— EXTRACTED TEXT —
By Brent Dyck

On the morning of August 19, 1942, the Canadian 2nd Division sailed across the English Channel and attacked the Nazi-held port of Dieppe, France. What happened next was, as one historian wrote, the “nine bloodiest hours” of Canadian history. The city of Dieppe is located on a cliff with a beach below. The Canadians were massacred on the beach and in the water by German machine-gun and artillery fire as they left their landing craft.

Of the approximately 5,000 Canadian soldiers who took part in the raid, 916 were killed, 505 were wounded, and 1,946 were taken prisoner. This is a casualty rate of almost 70 percent, higher than even the worst battles of World War I. One Dieppe veteran even likened the scene he witnessed on the beach that day to a “holocaust.”

The raid was doomed from the start. Originally, the Royal Air Force was supposed to use heavy bombers to pound the German defenses around Dieppe. However, by the summer of 1942, the RAF had begun launching bomber night raids over Germany with the aim of destroying enemy war production. The chief of Bomber Command, Air Marshal Sir Arthur Harris, felt that this was more important, and he refused to spare any of his bombers for the Dieppe mission. Second, the British Royal Navy was supposed to destroy the German defenses with shells from its battleships. However, due to fear that the English Channel was mine infested, the Royal Navy refused to lend any battleships for the raid.

So it was without any air or naval support that the Canadians climbed into their boats on the morning of August 19 for the impossible task of taking the port. The Canadians displayed great heroism in the face of adversity. A few dozen men of the Royal Hamilton Light Infantry managed to charge their way across the beach under a hail of gunfire, scaled the cliff, made their way into town, and captured the casino. After holding it for a few hours they retreated back to the beach. Three soldiers would be awarded the Victoria Cross, the British Commonwealth’s highest award for bravery, for the heroism they showed that day.

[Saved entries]
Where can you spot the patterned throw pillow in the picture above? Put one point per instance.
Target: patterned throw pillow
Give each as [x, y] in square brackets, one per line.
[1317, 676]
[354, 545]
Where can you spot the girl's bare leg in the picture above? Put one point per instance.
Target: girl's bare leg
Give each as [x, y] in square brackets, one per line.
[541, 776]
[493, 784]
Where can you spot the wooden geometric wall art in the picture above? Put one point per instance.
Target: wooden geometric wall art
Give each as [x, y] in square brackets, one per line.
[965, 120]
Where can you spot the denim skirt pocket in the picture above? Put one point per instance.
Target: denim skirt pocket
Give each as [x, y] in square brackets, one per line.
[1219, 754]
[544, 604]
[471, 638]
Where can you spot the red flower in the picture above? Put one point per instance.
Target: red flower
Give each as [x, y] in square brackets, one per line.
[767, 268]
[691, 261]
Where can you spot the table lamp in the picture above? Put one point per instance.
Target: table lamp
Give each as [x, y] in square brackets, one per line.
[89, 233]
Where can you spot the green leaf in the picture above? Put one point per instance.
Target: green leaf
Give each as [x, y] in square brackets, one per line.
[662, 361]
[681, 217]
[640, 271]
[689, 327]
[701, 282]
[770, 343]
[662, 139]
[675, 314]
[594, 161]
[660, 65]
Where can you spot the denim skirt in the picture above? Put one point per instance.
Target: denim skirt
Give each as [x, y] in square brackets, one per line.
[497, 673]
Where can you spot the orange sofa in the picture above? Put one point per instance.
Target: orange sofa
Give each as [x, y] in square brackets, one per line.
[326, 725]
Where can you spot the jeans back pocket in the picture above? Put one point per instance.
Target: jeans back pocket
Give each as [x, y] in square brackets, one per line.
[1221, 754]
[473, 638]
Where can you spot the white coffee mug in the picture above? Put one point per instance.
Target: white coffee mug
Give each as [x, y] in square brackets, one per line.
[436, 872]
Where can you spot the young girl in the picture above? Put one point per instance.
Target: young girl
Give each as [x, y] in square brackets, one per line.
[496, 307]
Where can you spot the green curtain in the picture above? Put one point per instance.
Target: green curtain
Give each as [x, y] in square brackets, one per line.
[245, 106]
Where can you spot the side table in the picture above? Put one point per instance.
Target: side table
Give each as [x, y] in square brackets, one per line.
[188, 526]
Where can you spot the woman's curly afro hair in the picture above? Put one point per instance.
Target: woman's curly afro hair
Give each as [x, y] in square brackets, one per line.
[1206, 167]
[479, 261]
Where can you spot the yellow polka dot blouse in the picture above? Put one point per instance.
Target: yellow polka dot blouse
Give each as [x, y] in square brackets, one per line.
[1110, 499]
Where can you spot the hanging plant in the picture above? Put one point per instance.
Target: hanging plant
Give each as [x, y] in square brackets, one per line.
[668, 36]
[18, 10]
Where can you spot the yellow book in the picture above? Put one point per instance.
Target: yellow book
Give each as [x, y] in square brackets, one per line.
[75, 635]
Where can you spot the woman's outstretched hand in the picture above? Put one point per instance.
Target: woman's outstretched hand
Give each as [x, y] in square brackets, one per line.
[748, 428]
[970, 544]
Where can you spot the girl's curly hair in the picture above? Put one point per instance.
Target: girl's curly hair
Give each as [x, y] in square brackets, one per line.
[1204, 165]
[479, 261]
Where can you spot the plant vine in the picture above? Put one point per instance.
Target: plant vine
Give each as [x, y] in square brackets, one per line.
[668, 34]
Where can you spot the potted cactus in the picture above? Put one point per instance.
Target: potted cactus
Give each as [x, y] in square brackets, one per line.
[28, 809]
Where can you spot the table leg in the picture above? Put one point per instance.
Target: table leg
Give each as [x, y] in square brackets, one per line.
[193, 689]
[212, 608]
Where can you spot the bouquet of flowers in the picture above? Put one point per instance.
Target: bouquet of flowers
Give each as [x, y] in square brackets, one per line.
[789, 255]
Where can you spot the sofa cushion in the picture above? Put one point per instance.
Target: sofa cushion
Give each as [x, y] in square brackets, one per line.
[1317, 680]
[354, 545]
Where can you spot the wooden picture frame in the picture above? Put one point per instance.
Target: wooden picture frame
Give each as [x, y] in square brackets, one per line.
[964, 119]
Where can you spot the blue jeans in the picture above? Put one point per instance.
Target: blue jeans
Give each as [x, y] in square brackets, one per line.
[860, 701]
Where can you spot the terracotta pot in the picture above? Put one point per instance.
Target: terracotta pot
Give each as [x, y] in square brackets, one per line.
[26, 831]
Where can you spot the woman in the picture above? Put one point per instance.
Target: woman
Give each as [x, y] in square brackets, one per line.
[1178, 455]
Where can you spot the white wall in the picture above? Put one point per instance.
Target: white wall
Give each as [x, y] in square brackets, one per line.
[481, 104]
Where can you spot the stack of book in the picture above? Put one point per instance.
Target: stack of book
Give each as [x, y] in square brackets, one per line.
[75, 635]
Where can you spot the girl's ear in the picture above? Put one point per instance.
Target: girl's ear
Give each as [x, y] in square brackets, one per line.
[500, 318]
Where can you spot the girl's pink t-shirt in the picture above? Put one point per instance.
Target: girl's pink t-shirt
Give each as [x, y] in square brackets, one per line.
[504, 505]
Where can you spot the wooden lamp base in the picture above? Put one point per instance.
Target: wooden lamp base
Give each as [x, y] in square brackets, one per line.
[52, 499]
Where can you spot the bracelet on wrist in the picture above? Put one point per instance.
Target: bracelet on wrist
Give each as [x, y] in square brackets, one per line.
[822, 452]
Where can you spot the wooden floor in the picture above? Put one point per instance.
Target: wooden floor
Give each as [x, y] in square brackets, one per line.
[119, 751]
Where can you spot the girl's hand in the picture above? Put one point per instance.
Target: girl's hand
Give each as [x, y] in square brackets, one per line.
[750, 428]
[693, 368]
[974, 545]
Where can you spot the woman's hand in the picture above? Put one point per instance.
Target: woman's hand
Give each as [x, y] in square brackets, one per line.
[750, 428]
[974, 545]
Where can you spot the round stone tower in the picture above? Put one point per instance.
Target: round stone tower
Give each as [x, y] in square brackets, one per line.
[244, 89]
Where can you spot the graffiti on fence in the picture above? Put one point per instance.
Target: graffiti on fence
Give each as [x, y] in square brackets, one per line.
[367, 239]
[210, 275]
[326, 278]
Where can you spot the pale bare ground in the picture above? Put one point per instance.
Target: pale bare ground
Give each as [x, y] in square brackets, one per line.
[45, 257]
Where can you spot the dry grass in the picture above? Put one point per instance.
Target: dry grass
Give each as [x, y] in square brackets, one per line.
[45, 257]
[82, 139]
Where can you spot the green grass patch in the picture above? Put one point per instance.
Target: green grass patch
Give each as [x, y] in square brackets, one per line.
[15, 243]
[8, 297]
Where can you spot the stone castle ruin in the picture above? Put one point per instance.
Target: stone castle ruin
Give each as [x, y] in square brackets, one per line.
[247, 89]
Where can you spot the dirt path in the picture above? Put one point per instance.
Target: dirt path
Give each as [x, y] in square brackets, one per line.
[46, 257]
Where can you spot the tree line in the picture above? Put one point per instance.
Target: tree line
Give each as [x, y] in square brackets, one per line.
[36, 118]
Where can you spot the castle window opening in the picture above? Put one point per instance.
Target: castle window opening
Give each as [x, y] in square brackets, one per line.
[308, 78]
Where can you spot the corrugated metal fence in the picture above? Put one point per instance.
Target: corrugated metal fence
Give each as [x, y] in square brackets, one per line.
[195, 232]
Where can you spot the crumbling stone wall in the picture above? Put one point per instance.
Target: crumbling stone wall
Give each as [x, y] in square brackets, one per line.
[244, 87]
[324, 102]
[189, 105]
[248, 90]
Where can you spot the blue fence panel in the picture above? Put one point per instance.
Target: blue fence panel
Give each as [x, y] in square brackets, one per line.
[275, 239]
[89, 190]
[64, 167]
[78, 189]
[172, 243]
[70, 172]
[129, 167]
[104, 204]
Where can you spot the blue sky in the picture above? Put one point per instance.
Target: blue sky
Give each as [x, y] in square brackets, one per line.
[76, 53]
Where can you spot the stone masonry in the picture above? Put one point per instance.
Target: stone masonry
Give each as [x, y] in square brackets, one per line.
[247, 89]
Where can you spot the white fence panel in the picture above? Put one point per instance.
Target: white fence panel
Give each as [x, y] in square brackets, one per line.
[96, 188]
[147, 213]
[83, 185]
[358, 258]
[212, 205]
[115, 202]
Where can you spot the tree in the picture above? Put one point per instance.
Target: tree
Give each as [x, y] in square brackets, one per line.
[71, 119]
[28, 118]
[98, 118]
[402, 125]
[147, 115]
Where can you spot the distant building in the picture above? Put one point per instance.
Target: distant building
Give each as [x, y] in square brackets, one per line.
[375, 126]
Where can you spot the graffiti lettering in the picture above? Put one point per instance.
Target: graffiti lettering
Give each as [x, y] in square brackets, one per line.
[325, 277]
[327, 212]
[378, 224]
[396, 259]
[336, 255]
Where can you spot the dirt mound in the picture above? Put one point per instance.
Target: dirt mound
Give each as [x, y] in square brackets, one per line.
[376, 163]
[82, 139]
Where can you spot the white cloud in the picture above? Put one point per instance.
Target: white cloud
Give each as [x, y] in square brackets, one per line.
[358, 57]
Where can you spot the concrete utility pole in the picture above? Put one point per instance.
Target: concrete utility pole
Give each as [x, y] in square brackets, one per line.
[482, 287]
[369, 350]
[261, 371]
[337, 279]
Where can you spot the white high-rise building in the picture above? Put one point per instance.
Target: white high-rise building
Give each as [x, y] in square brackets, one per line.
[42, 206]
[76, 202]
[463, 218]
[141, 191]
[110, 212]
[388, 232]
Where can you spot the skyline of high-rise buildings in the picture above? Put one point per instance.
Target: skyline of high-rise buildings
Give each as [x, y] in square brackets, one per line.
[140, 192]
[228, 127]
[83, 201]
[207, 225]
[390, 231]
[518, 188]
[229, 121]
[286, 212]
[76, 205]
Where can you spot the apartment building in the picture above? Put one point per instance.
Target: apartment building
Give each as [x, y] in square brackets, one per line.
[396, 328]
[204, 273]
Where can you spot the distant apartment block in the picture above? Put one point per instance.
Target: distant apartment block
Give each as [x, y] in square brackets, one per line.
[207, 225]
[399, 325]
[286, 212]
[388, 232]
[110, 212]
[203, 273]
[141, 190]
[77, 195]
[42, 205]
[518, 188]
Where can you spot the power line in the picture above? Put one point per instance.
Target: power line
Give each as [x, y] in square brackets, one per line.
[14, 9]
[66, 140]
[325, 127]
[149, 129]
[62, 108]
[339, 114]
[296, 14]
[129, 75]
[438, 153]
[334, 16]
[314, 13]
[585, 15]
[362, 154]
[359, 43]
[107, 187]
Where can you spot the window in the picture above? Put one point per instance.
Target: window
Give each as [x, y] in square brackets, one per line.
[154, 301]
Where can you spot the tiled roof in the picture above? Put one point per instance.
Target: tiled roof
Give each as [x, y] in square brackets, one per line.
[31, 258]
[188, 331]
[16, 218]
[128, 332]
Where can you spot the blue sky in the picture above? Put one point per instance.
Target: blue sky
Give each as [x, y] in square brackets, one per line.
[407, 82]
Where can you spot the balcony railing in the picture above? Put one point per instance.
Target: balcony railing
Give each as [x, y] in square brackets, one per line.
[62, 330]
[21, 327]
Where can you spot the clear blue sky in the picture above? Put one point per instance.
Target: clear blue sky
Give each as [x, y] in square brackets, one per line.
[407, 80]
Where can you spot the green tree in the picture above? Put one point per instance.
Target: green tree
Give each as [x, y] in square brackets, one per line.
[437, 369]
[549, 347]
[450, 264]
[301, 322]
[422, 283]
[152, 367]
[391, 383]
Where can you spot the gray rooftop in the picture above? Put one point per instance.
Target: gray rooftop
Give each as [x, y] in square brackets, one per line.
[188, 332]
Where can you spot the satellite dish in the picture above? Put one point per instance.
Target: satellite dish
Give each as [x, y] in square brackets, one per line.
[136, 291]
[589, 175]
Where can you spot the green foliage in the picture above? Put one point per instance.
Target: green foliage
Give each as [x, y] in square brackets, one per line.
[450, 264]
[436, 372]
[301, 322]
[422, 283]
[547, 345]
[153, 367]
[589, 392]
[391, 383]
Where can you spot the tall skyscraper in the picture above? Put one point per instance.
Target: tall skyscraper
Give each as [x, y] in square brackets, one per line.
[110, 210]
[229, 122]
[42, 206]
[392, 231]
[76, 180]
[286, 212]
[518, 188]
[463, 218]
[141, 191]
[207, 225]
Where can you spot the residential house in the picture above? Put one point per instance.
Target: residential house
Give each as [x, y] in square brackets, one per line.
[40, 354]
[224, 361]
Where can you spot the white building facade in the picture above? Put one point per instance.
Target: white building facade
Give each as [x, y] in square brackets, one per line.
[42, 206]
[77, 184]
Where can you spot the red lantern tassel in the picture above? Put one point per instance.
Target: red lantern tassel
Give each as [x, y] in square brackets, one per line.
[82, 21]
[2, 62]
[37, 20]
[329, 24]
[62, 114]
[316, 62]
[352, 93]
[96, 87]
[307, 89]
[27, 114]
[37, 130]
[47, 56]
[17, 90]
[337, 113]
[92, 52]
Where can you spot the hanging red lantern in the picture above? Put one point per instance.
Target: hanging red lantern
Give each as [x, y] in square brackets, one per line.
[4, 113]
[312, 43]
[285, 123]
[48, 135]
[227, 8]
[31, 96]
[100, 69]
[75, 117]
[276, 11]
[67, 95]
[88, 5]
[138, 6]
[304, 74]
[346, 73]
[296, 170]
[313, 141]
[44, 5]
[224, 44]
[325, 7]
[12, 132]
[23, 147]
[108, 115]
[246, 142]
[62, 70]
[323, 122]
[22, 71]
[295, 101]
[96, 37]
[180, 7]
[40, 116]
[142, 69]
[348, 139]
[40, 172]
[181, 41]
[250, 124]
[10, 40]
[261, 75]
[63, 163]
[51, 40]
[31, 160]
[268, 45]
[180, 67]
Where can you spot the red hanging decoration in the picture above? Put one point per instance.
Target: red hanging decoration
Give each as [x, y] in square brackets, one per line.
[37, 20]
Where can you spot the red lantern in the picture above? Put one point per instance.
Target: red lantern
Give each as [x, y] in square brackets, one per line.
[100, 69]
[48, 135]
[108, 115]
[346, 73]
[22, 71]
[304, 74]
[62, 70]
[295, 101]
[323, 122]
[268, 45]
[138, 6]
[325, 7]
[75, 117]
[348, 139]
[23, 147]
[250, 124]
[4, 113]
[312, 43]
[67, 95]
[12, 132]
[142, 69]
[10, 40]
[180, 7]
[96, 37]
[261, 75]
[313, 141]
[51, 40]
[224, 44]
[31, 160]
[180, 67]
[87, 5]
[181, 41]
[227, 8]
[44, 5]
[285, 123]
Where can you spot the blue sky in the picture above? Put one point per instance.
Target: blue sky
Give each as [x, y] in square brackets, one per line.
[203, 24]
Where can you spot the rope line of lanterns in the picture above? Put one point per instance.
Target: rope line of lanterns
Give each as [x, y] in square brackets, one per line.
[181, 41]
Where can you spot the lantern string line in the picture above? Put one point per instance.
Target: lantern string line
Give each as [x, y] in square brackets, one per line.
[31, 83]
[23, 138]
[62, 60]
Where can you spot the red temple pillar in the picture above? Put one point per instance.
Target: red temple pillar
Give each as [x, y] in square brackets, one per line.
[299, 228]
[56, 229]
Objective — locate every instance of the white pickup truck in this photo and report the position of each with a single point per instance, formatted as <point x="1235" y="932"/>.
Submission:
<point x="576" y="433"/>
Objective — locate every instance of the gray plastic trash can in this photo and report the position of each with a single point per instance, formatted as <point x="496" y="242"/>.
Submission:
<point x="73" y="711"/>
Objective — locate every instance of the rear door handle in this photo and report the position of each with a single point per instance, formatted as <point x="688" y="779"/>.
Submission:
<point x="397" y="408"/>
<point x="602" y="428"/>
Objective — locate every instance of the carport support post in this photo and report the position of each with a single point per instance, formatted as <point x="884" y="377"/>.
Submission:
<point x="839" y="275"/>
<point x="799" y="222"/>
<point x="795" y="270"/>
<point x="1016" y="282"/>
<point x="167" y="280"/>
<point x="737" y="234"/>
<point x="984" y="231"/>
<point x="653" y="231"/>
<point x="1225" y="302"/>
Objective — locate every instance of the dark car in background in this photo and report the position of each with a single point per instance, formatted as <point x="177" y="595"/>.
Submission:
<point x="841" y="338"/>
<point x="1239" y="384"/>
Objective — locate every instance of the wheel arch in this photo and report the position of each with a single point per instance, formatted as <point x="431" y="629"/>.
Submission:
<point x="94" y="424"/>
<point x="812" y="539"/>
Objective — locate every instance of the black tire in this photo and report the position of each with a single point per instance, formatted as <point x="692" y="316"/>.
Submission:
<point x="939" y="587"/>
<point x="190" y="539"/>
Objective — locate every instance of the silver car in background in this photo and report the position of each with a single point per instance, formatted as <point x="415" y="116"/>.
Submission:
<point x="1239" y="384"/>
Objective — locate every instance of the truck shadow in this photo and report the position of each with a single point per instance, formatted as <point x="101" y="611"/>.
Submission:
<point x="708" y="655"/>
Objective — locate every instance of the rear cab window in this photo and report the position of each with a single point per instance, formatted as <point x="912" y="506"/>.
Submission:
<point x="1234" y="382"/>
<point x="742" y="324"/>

— PROBLEMS —
1/ Retype the part of the Dieppe raid text that starts with "So it was without" and goes on through "showed that day.".
2/ Pull out every line of the records that contains the string "residential", treating uppercase and lowercase letters as different.

— RESULTS IN ORDER —
1/
So it was without any air or naval support that the Canadians climbed into their boats on the morning of August 19 for the impossible task of taking the port. The Canadians displayed great heroism in the face of adversity. A few dozen men of the Royal Hamilton Light Infantry managed to charge their way across the beach under a hail of gunfire, scaled the cliff, made their way into town, and captured the casino. After holding it for a few hours they retreated back to the beach. Three soldiers would be awarded the Victoria Cross, the British Commonwealth’s highest award for bravery, for the heroism they showed that day.

2/
Where can you spot the residential house in the picture above? Put one point per instance.
Target: residential house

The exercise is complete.